━━━ Records supplied ━━━

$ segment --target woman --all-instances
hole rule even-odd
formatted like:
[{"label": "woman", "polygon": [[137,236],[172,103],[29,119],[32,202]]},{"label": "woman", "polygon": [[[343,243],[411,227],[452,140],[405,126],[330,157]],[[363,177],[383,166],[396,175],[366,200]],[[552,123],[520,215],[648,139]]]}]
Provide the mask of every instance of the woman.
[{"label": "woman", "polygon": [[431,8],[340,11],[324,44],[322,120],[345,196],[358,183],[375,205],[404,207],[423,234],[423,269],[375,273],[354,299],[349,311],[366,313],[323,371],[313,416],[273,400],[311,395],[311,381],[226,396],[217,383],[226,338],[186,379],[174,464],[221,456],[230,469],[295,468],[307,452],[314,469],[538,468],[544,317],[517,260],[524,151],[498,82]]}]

━━━

__Exercise aim__. Write out every line of the entries above again, word for word and in the same order.

__Answer for this exercise__.
$ segment --target woman --all-instances
hole rule even-odd
formatted like:
[{"label": "woman", "polygon": [[137,236],[172,103],[29,119],[32,202]]},{"label": "woman", "polygon": [[[343,243],[411,227],[452,140],[405,126],[330,157]],[[363,177],[383,166],[396,175],[366,200]],[[552,123],[520,215],[648,139]]]}]
Provide the mask of every instance of the woman.
[{"label": "woman", "polygon": [[431,8],[340,11],[324,44],[322,120],[345,196],[358,183],[375,205],[404,207],[423,234],[423,269],[375,273],[354,299],[349,311],[366,313],[323,371],[313,416],[273,400],[311,395],[311,381],[226,396],[217,383],[226,338],[186,379],[174,464],[221,456],[230,469],[295,468],[307,452],[314,469],[538,468],[544,317],[517,260],[524,151],[498,82]]}]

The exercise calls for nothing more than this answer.